Tall, thin, angular and aristocratic, with an aquiline nose, Rathbone was once described as 'two profiles pasted together.' For the role of Holmes he donned a tweed deerstalker hat and Inverness cape, smoked a calabash pipe and pursued a cold deductive logic.

Holmes was assisted by his trusty companion, Watson - brilliantly played by Nigel Bruce as a bumbling, pompous but well-meaning fool. Together they navigated perplexing puzzles, pedestrian policing, suspects with dubious motives and nefarious villains. It was a world of red herrings, MacGuffins, false endings and parallel intertwined plots.

1939’s ‘The Adventures of Sherlock Holmes’ begins with Holmes’ arch-enemy Professor Moriarty escaping a court conviction. Moriarty, sharing a taxi back from the trial with a frustrated Holmes, vows to commit a sensational crime, and to discredit Holmes in the process.

INFORMATION PROVIDED.

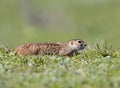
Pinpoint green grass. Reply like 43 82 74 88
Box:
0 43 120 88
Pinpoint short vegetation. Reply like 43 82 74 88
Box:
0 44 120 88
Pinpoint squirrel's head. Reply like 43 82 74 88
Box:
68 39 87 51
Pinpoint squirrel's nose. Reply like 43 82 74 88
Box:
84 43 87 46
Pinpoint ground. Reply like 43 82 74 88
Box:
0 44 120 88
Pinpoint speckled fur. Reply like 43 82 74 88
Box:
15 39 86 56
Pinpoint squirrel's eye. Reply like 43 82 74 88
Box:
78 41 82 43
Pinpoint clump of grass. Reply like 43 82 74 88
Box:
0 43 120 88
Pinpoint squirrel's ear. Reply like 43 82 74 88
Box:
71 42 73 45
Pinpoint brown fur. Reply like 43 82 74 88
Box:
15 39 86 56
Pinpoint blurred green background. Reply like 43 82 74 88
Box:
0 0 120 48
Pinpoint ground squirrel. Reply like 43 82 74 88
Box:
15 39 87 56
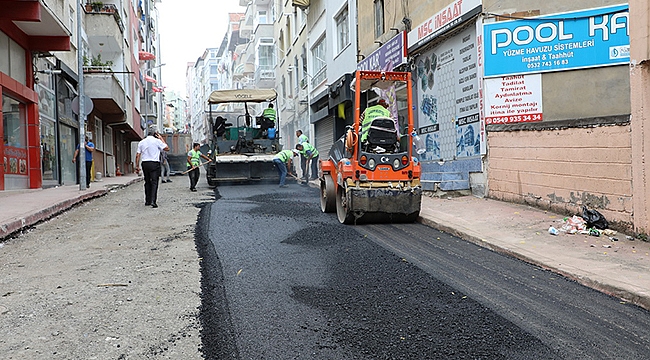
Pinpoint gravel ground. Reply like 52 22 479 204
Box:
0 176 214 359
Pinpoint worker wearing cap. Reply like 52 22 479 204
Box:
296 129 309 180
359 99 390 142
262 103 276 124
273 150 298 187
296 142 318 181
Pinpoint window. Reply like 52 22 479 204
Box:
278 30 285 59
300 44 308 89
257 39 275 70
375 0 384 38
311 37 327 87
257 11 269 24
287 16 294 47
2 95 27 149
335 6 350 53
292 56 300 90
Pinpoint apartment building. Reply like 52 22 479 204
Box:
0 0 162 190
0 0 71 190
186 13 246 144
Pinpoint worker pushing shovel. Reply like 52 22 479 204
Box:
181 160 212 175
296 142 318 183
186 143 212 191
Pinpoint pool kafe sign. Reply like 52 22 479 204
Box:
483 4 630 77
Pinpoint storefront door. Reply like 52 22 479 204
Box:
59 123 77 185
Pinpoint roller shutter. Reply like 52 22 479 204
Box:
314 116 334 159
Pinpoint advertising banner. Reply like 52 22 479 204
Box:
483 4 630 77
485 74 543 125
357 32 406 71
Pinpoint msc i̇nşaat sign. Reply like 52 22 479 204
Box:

==

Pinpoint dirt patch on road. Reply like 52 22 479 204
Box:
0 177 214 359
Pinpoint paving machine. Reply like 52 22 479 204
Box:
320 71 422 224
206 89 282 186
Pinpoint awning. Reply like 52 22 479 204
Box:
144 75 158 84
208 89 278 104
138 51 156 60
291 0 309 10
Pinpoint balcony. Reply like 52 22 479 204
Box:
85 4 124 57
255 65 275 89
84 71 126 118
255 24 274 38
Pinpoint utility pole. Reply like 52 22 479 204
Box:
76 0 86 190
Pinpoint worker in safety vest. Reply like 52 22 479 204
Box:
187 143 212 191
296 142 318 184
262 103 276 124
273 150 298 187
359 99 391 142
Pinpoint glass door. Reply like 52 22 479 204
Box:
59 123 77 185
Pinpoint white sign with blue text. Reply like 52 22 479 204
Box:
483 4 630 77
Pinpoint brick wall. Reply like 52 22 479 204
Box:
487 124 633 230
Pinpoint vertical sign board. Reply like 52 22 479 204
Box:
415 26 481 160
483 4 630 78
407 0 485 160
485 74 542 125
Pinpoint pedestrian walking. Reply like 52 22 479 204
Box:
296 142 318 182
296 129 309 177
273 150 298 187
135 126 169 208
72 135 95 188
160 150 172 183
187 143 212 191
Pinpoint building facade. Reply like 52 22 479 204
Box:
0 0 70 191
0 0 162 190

WHAT YOU WILL DO.
a) Turn the paragraph of the Rathbone Holmes passage that begins "Holmes was assisted by his trusty companion" into a short bulleted list that keeps its main facts.
b) Summarize the passage on Rathbone's Sherlock Holmes in two sentences.
c) Carry the passage on Rathbone's Sherlock Holmes forward from its last sentence.
The items have nothing to do with the passage about Rathbone's Sherlock Holmes.

EXPECTED OUTPUTS.
a)
- Watson, played by Nigel Bruce as a bumbling, pompous but well-meaning fool, assisted Holmes.
- The two faced perplexing puzzles, pedestrian policing, suspects with dubious motives and nefarious villains.
- Their world was full of red herrings, MacGuffins, false endings and parallel intertwined plots.

b) Rathbone played Holmes in a deerstalker hat and Inverness cape with a calabash pipe and cold deductive logic, and Nigel Bruce played Watson as a bumbling but well-meaning companion in a world of puzzles, villains and red herrings. In 1939's "The Adventures of Sherlock Holmes," Professor Moriarty escapes a court conviction and vows to Holmes that he will commit a sensational crime and discredit him.

c)
'I'm going to break you, Holmes. I'm going to bring off right under your nose the most incredible crime of the century, and you'll never suspect it until it's too late. That will be the end of you, Mr. Sherlock Holmes.' 

Subsequently we learn that Moriarty plans to distract Holmes from a really serious felony by setting him a more intricate and intriguing puzzle.

‘He’s like a spoiled child who picks watches to pieces, but loses interest in one toy as soon as he’s given another. So I’m presenting the ingenious but fickle Mr Holmes with two toys… I’ll give him a toy to delight his heart, so full of bizarre complications that he’ll forget all about the first toy.’

And so we embark on a plot that involves a damsel in distress, a chinchilla charm and a cryptic drawing of a man with an albatross round his neck. There’s also a club-footed criminal leaving marks in the ground and a murderous flute-playing gaucho on the prowl.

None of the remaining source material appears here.